╭─ Information provided

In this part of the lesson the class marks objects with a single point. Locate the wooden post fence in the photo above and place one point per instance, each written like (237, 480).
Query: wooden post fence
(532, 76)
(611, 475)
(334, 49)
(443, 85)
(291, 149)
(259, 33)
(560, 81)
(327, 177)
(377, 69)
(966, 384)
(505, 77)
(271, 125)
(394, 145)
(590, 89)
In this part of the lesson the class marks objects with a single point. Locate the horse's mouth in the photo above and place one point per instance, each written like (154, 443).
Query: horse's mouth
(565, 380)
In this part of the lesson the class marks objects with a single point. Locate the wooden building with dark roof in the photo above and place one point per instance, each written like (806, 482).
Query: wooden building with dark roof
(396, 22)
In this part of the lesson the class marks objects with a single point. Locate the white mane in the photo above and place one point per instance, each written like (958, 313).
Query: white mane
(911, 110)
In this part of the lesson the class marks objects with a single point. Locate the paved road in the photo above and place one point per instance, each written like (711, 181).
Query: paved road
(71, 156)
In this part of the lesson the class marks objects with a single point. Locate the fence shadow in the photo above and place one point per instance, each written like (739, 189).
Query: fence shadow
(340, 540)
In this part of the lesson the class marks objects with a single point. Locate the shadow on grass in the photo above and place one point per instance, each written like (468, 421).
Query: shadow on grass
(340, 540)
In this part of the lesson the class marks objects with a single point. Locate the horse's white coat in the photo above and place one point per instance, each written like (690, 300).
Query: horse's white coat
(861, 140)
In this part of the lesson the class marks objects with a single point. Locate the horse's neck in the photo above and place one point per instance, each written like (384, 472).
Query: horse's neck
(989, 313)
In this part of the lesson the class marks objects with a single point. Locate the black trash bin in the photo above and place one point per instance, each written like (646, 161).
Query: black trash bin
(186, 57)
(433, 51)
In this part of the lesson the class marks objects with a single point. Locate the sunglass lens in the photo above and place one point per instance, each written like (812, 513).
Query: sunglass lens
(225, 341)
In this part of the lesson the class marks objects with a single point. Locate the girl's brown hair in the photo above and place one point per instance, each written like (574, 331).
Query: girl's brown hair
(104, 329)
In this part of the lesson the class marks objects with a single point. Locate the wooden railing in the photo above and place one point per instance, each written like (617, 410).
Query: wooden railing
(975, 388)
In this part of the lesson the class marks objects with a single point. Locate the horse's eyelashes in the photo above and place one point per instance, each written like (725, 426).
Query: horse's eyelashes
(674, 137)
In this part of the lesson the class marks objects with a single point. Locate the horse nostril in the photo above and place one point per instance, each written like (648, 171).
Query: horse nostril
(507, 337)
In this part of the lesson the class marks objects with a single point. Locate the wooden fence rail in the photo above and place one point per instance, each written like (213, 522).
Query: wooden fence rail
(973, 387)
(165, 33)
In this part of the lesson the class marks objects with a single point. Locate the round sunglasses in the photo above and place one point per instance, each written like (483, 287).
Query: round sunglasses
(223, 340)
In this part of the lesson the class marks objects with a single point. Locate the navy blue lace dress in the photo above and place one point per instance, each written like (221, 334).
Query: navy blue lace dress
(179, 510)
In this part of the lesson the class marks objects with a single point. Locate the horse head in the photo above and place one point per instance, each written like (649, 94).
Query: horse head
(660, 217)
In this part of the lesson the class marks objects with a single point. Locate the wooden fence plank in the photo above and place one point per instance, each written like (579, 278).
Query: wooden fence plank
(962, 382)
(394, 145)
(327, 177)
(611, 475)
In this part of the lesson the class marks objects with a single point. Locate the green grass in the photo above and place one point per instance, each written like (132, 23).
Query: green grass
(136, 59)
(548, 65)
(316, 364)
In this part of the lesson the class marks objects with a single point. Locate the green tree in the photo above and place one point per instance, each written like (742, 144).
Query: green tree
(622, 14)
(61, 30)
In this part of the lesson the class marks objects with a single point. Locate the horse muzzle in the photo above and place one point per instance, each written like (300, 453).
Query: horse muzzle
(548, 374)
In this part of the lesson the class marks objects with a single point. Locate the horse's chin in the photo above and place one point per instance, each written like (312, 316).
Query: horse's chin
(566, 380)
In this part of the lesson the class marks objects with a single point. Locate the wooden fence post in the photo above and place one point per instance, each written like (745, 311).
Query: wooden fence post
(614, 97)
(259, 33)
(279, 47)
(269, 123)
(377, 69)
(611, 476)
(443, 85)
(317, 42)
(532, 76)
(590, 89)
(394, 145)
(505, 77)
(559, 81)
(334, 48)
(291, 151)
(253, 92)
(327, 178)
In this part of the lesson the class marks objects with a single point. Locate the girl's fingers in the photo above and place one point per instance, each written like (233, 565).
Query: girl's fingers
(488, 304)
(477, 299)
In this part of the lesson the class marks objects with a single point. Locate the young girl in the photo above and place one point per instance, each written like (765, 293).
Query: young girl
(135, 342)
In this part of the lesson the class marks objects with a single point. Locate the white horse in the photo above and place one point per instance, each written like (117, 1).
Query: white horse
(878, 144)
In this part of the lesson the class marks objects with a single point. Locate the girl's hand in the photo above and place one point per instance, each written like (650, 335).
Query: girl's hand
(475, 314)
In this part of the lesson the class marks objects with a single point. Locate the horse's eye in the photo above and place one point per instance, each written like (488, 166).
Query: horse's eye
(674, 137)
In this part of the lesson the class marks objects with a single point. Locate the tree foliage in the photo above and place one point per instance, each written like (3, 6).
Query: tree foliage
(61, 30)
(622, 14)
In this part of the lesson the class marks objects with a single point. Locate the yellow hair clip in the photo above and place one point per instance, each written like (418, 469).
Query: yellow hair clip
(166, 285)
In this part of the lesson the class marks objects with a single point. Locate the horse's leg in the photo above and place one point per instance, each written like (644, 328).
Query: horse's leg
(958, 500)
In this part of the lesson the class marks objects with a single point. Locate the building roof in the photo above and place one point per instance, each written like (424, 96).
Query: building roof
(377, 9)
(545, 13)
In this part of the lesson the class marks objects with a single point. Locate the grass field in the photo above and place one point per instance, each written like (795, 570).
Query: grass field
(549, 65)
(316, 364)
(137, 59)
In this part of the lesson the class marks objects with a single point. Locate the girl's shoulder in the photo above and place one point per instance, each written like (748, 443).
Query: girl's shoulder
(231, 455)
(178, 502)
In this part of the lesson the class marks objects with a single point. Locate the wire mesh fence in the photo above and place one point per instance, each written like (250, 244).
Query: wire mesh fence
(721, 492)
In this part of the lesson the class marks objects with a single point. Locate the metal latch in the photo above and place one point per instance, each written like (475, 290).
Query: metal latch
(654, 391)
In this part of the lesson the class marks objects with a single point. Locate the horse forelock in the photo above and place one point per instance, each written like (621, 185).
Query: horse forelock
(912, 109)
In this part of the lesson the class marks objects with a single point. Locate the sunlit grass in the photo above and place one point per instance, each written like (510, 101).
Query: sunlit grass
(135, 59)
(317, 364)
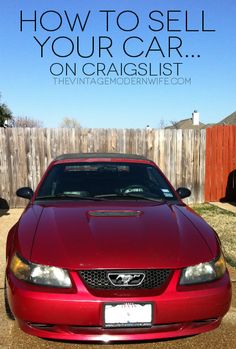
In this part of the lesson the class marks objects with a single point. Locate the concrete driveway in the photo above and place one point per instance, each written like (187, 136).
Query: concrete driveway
(12, 338)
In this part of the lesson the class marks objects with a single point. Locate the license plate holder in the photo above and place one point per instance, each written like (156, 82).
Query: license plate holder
(128, 314)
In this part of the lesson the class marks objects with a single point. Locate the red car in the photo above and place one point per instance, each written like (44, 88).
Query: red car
(106, 250)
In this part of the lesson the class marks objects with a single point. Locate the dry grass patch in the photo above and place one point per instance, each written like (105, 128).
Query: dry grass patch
(224, 223)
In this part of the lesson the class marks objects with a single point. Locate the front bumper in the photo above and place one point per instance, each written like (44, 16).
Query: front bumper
(79, 315)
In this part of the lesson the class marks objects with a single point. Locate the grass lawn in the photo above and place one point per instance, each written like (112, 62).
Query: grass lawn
(224, 223)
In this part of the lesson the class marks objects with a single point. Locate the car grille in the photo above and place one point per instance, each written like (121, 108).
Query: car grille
(98, 279)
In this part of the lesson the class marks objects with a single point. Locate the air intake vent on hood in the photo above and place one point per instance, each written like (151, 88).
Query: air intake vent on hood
(114, 213)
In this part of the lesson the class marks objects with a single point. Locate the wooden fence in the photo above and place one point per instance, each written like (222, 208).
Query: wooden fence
(220, 181)
(25, 154)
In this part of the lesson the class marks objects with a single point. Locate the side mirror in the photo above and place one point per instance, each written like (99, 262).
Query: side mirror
(183, 192)
(25, 193)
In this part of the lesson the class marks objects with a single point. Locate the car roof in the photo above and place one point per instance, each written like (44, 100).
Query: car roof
(99, 155)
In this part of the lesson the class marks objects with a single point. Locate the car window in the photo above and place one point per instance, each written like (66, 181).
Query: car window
(97, 179)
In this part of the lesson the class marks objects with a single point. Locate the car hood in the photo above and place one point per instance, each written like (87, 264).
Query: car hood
(119, 235)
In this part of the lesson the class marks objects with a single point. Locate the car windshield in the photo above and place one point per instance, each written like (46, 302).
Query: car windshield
(103, 180)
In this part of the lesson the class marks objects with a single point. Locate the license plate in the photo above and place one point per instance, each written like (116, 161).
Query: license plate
(128, 315)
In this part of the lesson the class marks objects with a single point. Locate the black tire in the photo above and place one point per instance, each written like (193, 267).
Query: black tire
(7, 306)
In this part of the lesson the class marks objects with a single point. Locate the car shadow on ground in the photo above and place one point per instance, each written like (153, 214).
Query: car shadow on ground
(230, 192)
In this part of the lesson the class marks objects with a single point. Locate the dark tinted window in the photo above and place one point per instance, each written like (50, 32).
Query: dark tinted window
(92, 179)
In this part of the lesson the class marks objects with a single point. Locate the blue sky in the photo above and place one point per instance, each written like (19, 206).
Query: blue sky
(28, 87)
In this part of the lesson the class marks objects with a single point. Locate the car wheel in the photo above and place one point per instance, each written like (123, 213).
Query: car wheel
(7, 306)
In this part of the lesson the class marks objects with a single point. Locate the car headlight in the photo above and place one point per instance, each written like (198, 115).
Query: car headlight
(203, 272)
(39, 274)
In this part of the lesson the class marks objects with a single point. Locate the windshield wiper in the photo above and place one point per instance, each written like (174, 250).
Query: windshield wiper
(68, 196)
(133, 196)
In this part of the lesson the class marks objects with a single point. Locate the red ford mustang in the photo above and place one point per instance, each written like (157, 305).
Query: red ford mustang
(107, 251)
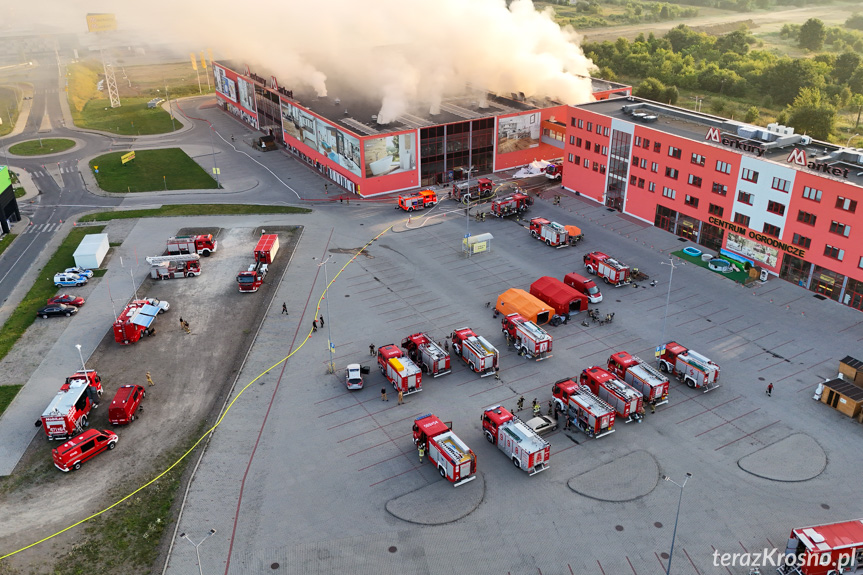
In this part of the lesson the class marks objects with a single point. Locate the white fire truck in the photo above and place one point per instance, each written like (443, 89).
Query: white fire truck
(609, 269)
(691, 368)
(176, 266)
(455, 461)
(529, 339)
(552, 233)
(524, 447)
(476, 351)
(404, 374)
(625, 399)
(68, 411)
(429, 355)
(643, 377)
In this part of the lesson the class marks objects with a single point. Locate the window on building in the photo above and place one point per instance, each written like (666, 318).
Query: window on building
(776, 208)
(812, 194)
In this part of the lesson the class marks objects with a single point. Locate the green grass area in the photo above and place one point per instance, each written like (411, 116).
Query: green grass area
(194, 210)
(739, 277)
(42, 146)
(151, 170)
(7, 394)
(25, 313)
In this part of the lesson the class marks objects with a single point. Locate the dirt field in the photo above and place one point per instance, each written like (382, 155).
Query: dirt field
(193, 374)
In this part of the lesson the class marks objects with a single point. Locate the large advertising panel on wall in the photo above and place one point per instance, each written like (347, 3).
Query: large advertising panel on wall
(340, 147)
(390, 154)
(517, 133)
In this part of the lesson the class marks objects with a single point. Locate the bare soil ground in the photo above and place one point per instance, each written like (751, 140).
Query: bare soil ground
(193, 373)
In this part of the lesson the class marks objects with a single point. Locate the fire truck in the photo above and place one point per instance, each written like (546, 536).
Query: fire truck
(478, 189)
(403, 373)
(513, 204)
(625, 399)
(476, 351)
(828, 549)
(552, 233)
(609, 269)
(524, 447)
(67, 413)
(529, 339)
(202, 244)
(690, 367)
(640, 375)
(424, 351)
(176, 266)
(424, 199)
(265, 252)
(135, 320)
(455, 461)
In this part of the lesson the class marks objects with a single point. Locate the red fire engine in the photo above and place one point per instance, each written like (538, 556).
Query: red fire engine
(692, 368)
(265, 252)
(527, 337)
(404, 374)
(424, 351)
(455, 461)
(552, 233)
(626, 400)
(135, 320)
(609, 269)
(513, 204)
(476, 351)
(67, 413)
(524, 447)
(643, 377)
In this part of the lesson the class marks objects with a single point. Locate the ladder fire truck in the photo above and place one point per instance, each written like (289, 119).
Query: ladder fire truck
(424, 351)
(455, 461)
(524, 447)
(516, 203)
(609, 269)
(176, 266)
(404, 374)
(552, 233)
(476, 351)
(528, 338)
(626, 400)
(643, 377)
(691, 368)
(68, 411)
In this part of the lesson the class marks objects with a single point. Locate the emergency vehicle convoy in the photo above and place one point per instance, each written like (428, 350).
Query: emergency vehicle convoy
(67, 414)
(424, 351)
(527, 337)
(521, 444)
(552, 233)
(201, 244)
(626, 400)
(399, 370)
(265, 252)
(424, 199)
(455, 461)
(609, 269)
(176, 266)
(643, 377)
(691, 368)
(516, 203)
(476, 351)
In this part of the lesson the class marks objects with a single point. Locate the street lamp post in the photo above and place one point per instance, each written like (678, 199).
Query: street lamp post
(197, 553)
(679, 500)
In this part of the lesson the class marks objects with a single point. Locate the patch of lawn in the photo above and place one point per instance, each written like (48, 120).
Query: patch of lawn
(193, 210)
(151, 170)
(25, 314)
(42, 146)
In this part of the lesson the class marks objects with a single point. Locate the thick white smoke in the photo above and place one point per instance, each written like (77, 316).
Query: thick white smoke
(401, 53)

╰─

* Exercise brief: Starting at the line above that holds "like (538, 556)." and ending at the line that holds "like (289, 119).", transcribe each line exactly and include no other lines.

* Answer to this exercise:
In this part of the lesson the class marks objects with a single point. Locate the red fire engine in the photo above and place one point per instance, each written like (538, 556).
Query: red fire engine
(692, 368)
(265, 252)
(527, 337)
(404, 374)
(424, 351)
(455, 461)
(552, 233)
(626, 400)
(135, 320)
(609, 269)
(513, 204)
(476, 351)
(67, 413)
(524, 447)
(643, 377)
In this part of the lesson the class marks objects with a single point. Locate the ladder fire truck in the photo above and place one point per instance, each written like (289, 119).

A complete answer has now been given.